What you have to do —
List every line of the rows below that contains the word "lamp".

Recorded data —
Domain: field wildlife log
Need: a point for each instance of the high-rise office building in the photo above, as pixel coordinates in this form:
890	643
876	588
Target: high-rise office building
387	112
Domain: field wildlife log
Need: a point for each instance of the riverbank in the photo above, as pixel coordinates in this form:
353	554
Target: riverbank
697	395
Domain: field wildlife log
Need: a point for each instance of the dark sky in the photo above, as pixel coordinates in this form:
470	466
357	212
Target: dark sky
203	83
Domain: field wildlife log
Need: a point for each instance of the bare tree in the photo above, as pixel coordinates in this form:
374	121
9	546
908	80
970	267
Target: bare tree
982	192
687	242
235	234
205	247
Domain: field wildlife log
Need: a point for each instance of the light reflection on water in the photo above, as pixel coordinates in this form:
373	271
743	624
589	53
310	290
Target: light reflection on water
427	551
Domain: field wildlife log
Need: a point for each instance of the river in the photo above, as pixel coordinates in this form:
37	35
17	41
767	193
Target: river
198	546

==

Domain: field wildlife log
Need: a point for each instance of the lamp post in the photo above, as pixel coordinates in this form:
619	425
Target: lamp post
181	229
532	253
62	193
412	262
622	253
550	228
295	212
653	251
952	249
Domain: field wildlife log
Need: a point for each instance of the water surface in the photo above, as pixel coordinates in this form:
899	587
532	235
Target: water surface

Output for this exercise —
Need: a point for each instance of the lamp post in the photo above, as pixel coordinates in this form:
Target: lamp post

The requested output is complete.